Segment Start: SOURCE MATERIAL
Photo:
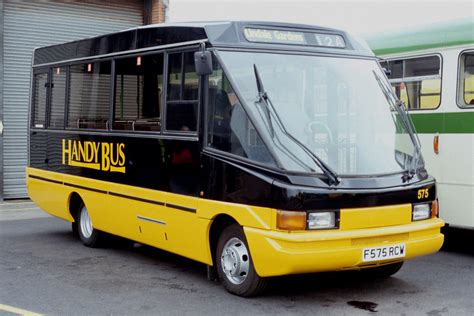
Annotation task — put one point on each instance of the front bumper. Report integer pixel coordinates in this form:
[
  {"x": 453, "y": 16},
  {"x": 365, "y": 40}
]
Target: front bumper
[{"x": 279, "y": 252}]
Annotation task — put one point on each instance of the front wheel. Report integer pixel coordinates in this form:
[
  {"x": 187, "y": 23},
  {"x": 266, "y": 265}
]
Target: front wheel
[
  {"x": 234, "y": 264},
  {"x": 90, "y": 236}
]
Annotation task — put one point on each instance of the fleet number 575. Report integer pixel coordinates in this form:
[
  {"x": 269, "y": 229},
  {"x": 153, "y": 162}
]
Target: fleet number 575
[{"x": 423, "y": 194}]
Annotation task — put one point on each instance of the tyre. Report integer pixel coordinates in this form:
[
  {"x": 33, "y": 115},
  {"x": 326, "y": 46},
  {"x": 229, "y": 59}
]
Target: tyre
[
  {"x": 382, "y": 272},
  {"x": 234, "y": 264},
  {"x": 90, "y": 236}
]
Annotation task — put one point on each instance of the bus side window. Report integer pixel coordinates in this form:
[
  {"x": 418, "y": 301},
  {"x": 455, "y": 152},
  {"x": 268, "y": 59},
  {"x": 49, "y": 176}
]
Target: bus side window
[
  {"x": 138, "y": 93},
  {"x": 182, "y": 93},
  {"x": 466, "y": 80},
  {"x": 89, "y": 96},
  {"x": 230, "y": 129},
  {"x": 39, "y": 99},
  {"x": 58, "y": 98},
  {"x": 416, "y": 81}
]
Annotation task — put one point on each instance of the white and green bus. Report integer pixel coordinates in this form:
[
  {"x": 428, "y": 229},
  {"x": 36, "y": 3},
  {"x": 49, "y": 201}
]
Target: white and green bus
[{"x": 431, "y": 69}]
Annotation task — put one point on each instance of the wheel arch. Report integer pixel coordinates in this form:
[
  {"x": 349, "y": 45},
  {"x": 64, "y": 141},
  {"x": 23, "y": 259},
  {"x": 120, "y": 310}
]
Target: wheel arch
[
  {"x": 74, "y": 204},
  {"x": 219, "y": 223}
]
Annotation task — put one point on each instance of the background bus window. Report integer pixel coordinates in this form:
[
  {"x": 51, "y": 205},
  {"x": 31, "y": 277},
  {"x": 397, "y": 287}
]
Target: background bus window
[
  {"x": 230, "y": 129},
  {"x": 182, "y": 93},
  {"x": 138, "y": 93},
  {"x": 466, "y": 80},
  {"x": 89, "y": 95},
  {"x": 58, "y": 98},
  {"x": 416, "y": 81},
  {"x": 39, "y": 106}
]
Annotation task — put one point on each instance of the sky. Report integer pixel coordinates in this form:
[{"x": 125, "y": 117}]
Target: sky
[{"x": 358, "y": 17}]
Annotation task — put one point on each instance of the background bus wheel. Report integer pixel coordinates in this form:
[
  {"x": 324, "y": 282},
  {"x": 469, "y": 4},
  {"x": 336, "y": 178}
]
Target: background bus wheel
[
  {"x": 234, "y": 264},
  {"x": 383, "y": 271},
  {"x": 89, "y": 236}
]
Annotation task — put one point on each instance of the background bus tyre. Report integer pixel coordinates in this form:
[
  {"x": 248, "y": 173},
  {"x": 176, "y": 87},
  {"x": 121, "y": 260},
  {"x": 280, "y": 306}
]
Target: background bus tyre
[
  {"x": 234, "y": 264},
  {"x": 90, "y": 236},
  {"x": 383, "y": 271}
]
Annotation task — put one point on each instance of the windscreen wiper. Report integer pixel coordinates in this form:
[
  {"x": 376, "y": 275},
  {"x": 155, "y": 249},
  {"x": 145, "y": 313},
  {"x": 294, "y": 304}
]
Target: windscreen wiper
[
  {"x": 408, "y": 123},
  {"x": 333, "y": 178}
]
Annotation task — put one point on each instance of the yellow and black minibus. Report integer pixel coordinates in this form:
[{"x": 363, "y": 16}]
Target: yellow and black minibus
[{"x": 259, "y": 149}]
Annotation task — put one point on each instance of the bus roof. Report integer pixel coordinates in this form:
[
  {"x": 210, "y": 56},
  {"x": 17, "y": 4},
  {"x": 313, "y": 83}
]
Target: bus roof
[
  {"x": 241, "y": 34},
  {"x": 446, "y": 34}
]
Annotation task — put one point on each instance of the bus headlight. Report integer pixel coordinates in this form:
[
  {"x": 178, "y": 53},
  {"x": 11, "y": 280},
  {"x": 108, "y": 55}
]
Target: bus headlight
[
  {"x": 291, "y": 220},
  {"x": 322, "y": 220},
  {"x": 421, "y": 211}
]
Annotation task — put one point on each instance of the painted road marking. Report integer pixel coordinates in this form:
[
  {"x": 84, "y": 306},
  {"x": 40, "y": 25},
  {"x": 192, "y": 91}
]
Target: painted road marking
[{"x": 18, "y": 311}]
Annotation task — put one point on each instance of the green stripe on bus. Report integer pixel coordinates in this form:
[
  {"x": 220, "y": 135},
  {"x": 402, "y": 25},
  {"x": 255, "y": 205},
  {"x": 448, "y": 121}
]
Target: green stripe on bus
[
  {"x": 443, "y": 34},
  {"x": 444, "y": 123}
]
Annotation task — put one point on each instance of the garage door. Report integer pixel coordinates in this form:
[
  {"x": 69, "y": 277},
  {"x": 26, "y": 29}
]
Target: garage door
[{"x": 30, "y": 24}]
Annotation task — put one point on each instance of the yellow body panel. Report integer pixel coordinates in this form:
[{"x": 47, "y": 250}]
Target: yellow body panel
[
  {"x": 181, "y": 224},
  {"x": 280, "y": 253}
]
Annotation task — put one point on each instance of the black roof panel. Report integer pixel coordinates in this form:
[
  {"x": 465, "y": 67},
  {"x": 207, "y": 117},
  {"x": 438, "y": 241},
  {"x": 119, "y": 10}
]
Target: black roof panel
[{"x": 218, "y": 34}]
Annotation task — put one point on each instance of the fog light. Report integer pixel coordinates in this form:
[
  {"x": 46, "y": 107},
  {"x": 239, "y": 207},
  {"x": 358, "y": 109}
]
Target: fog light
[
  {"x": 421, "y": 211},
  {"x": 322, "y": 220}
]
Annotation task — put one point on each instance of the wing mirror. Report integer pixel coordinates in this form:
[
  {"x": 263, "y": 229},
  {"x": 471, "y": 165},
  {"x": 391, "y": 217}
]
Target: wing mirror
[{"x": 203, "y": 61}]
Segment End: SOURCE MATERIAL
**WHAT YOU SHOULD DO**
All entries above are to be set down word for word, and the pictures are to be left out.

**ANSWER TO THIS EXERCISE**
Photo:
Annotation task — put one point on each instance of the front bumper. Report integer pixel coordinates in this form:
[
  {"x": 453, "y": 16},
  {"x": 365, "y": 40}
]
Target: front bumper
[{"x": 279, "y": 252}]
Annotation task — put one point on each instance of the front wheel. Report integer pixel coordinates in this form:
[
  {"x": 187, "y": 23},
  {"x": 266, "y": 265}
]
Target: front wheel
[
  {"x": 234, "y": 264},
  {"x": 90, "y": 236}
]
Annotation task — put one point on each instance of the fleet number 575. Report integer pixel coordinates in this form:
[
  {"x": 269, "y": 229},
  {"x": 153, "y": 162}
]
Target: fleet number 575
[{"x": 423, "y": 194}]
Annotation task — put one point on each instance of the tyre. Report integer pixel coordinates in this form:
[
  {"x": 33, "y": 115},
  {"x": 326, "y": 46},
  {"x": 229, "y": 59}
]
Target: tyre
[
  {"x": 382, "y": 272},
  {"x": 234, "y": 264},
  {"x": 90, "y": 236}
]
Annotation task — put one point on each instance of the bus side window. Report integer pixel coordinates in this form:
[
  {"x": 418, "y": 301},
  {"x": 455, "y": 152},
  {"x": 268, "y": 59},
  {"x": 49, "y": 176}
]
Target: bus side window
[
  {"x": 138, "y": 93},
  {"x": 182, "y": 93},
  {"x": 466, "y": 80},
  {"x": 89, "y": 96},
  {"x": 230, "y": 129},
  {"x": 39, "y": 99},
  {"x": 58, "y": 98},
  {"x": 416, "y": 81}
]
Annotation task — put one point on each instance of the white and green bus. Report integer pixel coordinates in this form:
[
  {"x": 428, "y": 229},
  {"x": 36, "y": 3},
  {"x": 49, "y": 201}
]
Target: white and green bus
[{"x": 431, "y": 69}]
Annotation task — put one point on each instance of the wheel arch. Report integer pixel coordinates in this form:
[
  {"x": 349, "y": 45},
  {"x": 64, "y": 141},
  {"x": 23, "y": 259},
  {"x": 120, "y": 310}
]
Target: wheel arch
[
  {"x": 74, "y": 204},
  {"x": 219, "y": 223}
]
Annotation task — put one point on each instance of the background bus window. Report integer pixel coordinates in this form:
[
  {"x": 51, "y": 205},
  {"x": 31, "y": 277},
  {"x": 397, "y": 287}
]
Target: background bus window
[
  {"x": 230, "y": 129},
  {"x": 182, "y": 93},
  {"x": 138, "y": 93},
  {"x": 466, "y": 80},
  {"x": 89, "y": 95},
  {"x": 58, "y": 98},
  {"x": 416, "y": 81},
  {"x": 39, "y": 106}
]
Annotation task — put one point on each instance of the sky. Report integer pixel coordinates in this form:
[{"x": 125, "y": 117}]
Target: sky
[{"x": 358, "y": 17}]
Annotation task — put one point on each instance of the background bus wheel. Report integer pixel coordinates in this form:
[
  {"x": 324, "y": 282},
  {"x": 469, "y": 4},
  {"x": 336, "y": 178}
]
Target: background bus wheel
[
  {"x": 234, "y": 264},
  {"x": 383, "y": 271},
  {"x": 89, "y": 236}
]
Annotation task — put one point on each instance of the background bus tyre. Report integer pixel coordinates in this form:
[
  {"x": 248, "y": 173},
  {"x": 176, "y": 87},
  {"x": 121, "y": 260},
  {"x": 280, "y": 306}
]
Target: background bus tyre
[
  {"x": 234, "y": 264},
  {"x": 90, "y": 236},
  {"x": 383, "y": 271}
]
Annotation task — put one point on each instance of the windscreen wiper. Report integer pixel coordinates in this form:
[
  {"x": 376, "y": 275},
  {"x": 155, "y": 249},
  {"x": 145, "y": 313},
  {"x": 294, "y": 304}
]
Target: windscreen wiper
[
  {"x": 408, "y": 123},
  {"x": 333, "y": 178}
]
Annotation task — put one point on each instance of the yellow and black minibus. Report integer pixel coordinates in this form:
[{"x": 363, "y": 16}]
Target: yellow and black minibus
[{"x": 259, "y": 149}]
Annotation task — put one point on each instance of the bus roof. Report integer pixel coordinates in this form:
[
  {"x": 210, "y": 56},
  {"x": 17, "y": 4},
  {"x": 313, "y": 83}
]
Target: bus roof
[
  {"x": 241, "y": 34},
  {"x": 446, "y": 34}
]
Annotation task — put one point on each instance of the bus headlight. Report integer pixel coordinates in this form:
[
  {"x": 178, "y": 53},
  {"x": 11, "y": 280},
  {"x": 108, "y": 55}
]
Target: bus headlight
[
  {"x": 291, "y": 220},
  {"x": 322, "y": 220},
  {"x": 421, "y": 211}
]
Annotation task — put one point on each instance of the painted road marking. Report integer pixel coordinates in this form:
[
  {"x": 84, "y": 306},
  {"x": 40, "y": 25},
  {"x": 192, "y": 91}
]
Target: painted road marking
[{"x": 18, "y": 311}]
Annotation task — put one point on each instance of the green stripe on bus. Report integer pixel coordinates in this form:
[
  {"x": 220, "y": 135},
  {"x": 402, "y": 25},
  {"x": 255, "y": 205},
  {"x": 448, "y": 121}
]
Target: green stripe on bus
[
  {"x": 443, "y": 34},
  {"x": 444, "y": 123}
]
Annotation task — put one point on each instance of the garage door. Report integer pixel coordinates in this form:
[
  {"x": 69, "y": 277},
  {"x": 26, "y": 29}
]
Target: garage door
[{"x": 30, "y": 24}]
Annotation task — put one point on each instance of the yellow body panel. Report integer pixel coordinates in this form:
[{"x": 47, "y": 250}]
Target: yellow body panel
[
  {"x": 181, "y": 224},
  {"x": 280, "y": 253}
]
Annotation task — put one point on each instance of the black roof panel. Report integer pixel coordinates in this form:
[
  {"x": 465, "y": 67},
  {"x": 207, "y": 117},
  {"x": 438, "y": 241},
  {"x": 119, "y": 10}
]
Target: black roof panel
[{"x": 218, "y": 34}]
Annotation task — put one point on each instance of the fog light. Report integer pixel coordinates in this form:
[
  {"x": 46, "y": 107},
  {"x": 239, "y": 207},
  {"x": 358, "y": 109}
]
Target: fog light
[
  {"x": 421, "y": 211},
  {"x": 322, "y": 220}
]
Annotation task — put one point on each instance of the wing mirror. Report integer pixel coordinates in this form:
[
  {"x": 263, "y": 229},
  {"x": 471, "y": 165},
  {"x": 391, "y": 217}
]
Target: wing mirror
[{"x": 203, "y": 61}]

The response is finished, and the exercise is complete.